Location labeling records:
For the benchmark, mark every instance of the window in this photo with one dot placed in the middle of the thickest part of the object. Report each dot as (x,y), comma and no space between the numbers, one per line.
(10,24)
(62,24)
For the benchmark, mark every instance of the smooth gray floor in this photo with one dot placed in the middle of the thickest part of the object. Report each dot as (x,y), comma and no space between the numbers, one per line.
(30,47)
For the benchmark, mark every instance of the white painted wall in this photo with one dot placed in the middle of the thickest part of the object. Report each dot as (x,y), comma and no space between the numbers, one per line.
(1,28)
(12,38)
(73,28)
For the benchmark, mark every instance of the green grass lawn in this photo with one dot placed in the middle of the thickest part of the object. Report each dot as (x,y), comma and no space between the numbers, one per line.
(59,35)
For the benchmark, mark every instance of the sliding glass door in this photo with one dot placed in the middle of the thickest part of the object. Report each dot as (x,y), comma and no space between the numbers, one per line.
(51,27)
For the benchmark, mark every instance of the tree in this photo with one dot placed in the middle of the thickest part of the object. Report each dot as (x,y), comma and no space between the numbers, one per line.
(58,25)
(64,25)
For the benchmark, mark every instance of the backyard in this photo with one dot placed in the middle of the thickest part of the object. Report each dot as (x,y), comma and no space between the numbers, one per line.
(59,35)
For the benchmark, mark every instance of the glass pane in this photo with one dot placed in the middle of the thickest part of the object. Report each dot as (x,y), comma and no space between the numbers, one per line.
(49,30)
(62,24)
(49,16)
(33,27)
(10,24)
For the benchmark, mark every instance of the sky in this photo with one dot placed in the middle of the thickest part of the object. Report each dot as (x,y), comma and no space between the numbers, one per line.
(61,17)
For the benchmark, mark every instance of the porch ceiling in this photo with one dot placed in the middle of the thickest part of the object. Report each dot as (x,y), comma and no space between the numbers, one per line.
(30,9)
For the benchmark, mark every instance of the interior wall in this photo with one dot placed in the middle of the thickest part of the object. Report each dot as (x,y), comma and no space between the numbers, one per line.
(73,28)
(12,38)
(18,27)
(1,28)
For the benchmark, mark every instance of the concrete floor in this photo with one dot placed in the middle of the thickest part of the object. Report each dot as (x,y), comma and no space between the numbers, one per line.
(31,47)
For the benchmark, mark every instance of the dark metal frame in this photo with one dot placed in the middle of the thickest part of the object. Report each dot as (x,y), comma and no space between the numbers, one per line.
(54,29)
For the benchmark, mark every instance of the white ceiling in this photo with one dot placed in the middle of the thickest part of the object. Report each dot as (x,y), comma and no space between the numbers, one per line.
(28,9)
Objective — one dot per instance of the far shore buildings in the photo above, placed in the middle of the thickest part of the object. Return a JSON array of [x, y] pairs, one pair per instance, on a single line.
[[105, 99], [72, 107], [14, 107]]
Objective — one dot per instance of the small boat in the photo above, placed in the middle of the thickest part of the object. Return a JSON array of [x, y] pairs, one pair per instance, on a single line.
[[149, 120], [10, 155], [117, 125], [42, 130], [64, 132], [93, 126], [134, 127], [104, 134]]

> [SHORT PROBLEM]
Copy out the part that opens with the line containing "Objective — one dot per instance of the far" and runs through the end of the rows, requests included, scaling every coordinate in the answers by 1.7. Round each result to a whole number, with halves going up.

> [TASK ANSWER]
Objective — one dot per instance of the far shore buildings in the photo above, placed in the middle of the thickest part of the object. Return a JSON array of [x, y] pairs, one pair per instance, on a single line.
[[179, 168], [122, 182], [24, 182]]
Objective — one dot per instance of the small boat in the photo above, placed in the middle of the thickest part of the object. Return a JSON array of [x, y] pairs, one pair per instance, on a single line.
[[253, 204], [17, 264], [199, 213], [71, 221], [109, 224], [158, 214], [228, 216], [177, 228]]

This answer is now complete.